- WRITTEN REQUEST
Exactly reproduce the lines that follow.

— begin —

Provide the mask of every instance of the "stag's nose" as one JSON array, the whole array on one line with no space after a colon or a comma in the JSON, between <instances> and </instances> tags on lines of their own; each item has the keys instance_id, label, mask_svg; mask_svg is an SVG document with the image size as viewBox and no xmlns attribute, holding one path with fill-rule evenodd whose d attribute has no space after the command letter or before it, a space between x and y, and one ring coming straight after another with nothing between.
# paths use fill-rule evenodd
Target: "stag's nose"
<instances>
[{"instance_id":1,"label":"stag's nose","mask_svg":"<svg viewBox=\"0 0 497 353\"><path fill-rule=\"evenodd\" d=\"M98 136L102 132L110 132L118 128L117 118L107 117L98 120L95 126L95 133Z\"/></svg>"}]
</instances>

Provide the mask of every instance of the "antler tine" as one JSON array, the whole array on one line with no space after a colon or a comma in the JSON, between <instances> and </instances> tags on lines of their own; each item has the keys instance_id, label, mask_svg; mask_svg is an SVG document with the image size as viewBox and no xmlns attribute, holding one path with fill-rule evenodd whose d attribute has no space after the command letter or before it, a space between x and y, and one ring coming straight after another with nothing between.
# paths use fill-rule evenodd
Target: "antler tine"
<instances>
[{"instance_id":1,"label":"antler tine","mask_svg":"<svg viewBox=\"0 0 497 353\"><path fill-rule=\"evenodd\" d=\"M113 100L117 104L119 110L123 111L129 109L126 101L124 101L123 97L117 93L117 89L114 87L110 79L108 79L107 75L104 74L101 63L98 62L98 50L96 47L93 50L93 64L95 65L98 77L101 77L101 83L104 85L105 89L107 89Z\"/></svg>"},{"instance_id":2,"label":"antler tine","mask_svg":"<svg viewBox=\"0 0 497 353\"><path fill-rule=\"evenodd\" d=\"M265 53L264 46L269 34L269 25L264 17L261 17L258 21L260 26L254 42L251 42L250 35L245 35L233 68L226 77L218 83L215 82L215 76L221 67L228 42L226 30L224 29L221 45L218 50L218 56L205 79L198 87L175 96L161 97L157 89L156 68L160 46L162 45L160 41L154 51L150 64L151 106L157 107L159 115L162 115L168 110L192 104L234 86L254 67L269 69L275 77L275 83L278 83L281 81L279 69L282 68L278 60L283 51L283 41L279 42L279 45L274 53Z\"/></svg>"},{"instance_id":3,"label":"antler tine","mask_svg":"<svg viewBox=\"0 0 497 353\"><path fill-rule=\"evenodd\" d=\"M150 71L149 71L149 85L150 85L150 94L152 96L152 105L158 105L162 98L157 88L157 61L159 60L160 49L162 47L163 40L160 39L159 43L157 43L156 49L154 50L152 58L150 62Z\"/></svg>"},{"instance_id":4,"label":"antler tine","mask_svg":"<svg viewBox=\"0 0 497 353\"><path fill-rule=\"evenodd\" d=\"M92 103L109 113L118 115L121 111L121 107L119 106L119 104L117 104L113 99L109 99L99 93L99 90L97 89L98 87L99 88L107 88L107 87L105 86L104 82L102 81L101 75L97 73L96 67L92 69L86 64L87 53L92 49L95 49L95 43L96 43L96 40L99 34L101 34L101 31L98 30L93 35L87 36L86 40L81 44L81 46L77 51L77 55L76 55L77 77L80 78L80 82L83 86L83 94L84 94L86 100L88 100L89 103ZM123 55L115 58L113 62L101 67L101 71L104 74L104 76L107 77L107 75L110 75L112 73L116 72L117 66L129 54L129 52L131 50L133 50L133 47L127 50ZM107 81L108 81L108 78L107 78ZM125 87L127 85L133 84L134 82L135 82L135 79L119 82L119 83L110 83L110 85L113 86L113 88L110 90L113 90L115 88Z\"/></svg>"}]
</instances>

— end —

- OUTPUT
Provide the mask of every instance of the "stag's nose" as one JSON array, the whole array on one line with no space after a colon or a comma in the JSON, between <instances> and </instances> tags on lines of their own; each item has the keys instance_id, label, mask_svg; mask_svg is an SVG document with the image size as viewBox and no xmlns attribute, holding one path with fill-rule evenodd whose d attribute has no space after the command letter or before it, a space between x and y, and one ring coming straight after another with nothing between.
# paths use fill-rule evenodd
Target: "stag's nose"
<instances>
[{"instance_id":1,"label":"stag's nose","mask_svg":"<svg viewBox=\"0 0 497 353\"><path fill-rule=\"evenodd\" d=\"M98 136L102 132L110 132L118 128L117 118L107 117L98 120L95 126L95 133Z\"/></svg>"}]
</instances>

Provide the mask of every instance of the "antler tine" as one JSON array, the whole array on one line with no space after a colon or a comma in the JSON, between <instances> and </instances> tags on lines of their own; each item has the keys instance_id, label, mask_svg; mask_svg is an SVG document with the image size as viewBox and no xmlns attribute, holding one path with fill-rule evenodd whose d attribute has no space after the command letter or before it, a space between x and y, and one ring coming straight after another with nothing between.
# paths use fill-rule evenodd
Target: "antler tine"
<instances>
[{"instance_id":1,"label":"antler tine","mask_svg":"<svg viewBox=\"0 0 497 353\"><path fill-rule=\"evenodd\" d=\"M113 100L117 104L119 110L123 111L129 109L126 101L124 101L123 97L117 93L117 89L114 87L110 79L108 79L107 75L104 74L101 63L98 62L98 50L96 47L93 50L93 64L95 65L98 77L101 77L101 83L104 85L105 89L107 89Z\"/></svg>"},{"instance_id":2,"label":"antler tine","mask_svg":"<svg viewBox=\"0 0 497 353\"><path fill-rule=\"evenodd\" d=\"M265 53L264 46L269 34L269 25L264 17L261 17L258 21L260 26L254 42L251 42L250 35L245 35L233 68L226 77L218 83L215 82L215 76L221 67L228 42L226 30L224 29L221 45L218 50L218 56L205 79L198 87L175 96L161 97L157 89L156 68L160 46L162 45L160 41L154 51L150 64L151 106L157 107L159 115L162 115L168 110L192 104L234 86L254 67L269 69L275 77L275 83L278 83L281 81L279 69L282 68L278 60L283 51L283 41L279 42L279 45L274 53Z\"/></svg>"},{"instance_id":3,"label":"antler tine","mask_svg":"<svg viewBox=\"0 0 497 353\"><path fill-rule=\"evenodd\" d=\"M150 71L149 71L149 85L150 85L150 94L152 96L152 105L158 105L162 98L157 88L157 61L159 60L160 49L162 47L163 40L160 39L159 43L157 43L156 49L154 50L152 58L150 62Z\"/></svg>"},{"instance_id":4,"label":"antler tine","mask_svg":"<svg viewBox=\"0 0 497 353\"><path fill-rule=\"evenodd\" d=\"M92 103L109 113L118 115L121 111L121 107L119 106L119 104L117 104L113 99L109 99L99 93L99 90L97 89L98 87L99 88L107 88L107 87L105 86L104 82L102 81L101 75L97 73L96 67L92 69L86 64L87 53L92 49L95 49L95 43L96 43L96 40L99 34L101 34L101 31L98 30L93 35L87 36L86 40L81 44L81 46L77 51L77 55L76 55L77 77L80 78L80 82L83 86L83 94L84 94L86 100L88 100L89 103ZM123 55L115 58L113 62L101 67L101 71L104 74L104 76L107 77L107 75L110 75L112 73L116 72L117 66L129 54L129 52L131 50L133 50L133 47L127 50ZM107 81L108 81L108 78L107 78ZM125 87L127 85L133 84L134 82L135 82L135 79L119 82L119 83L110 83L110 85L113 86L113 88L110 90L113 90L115 88Z\"/></svg>"}]
</instances>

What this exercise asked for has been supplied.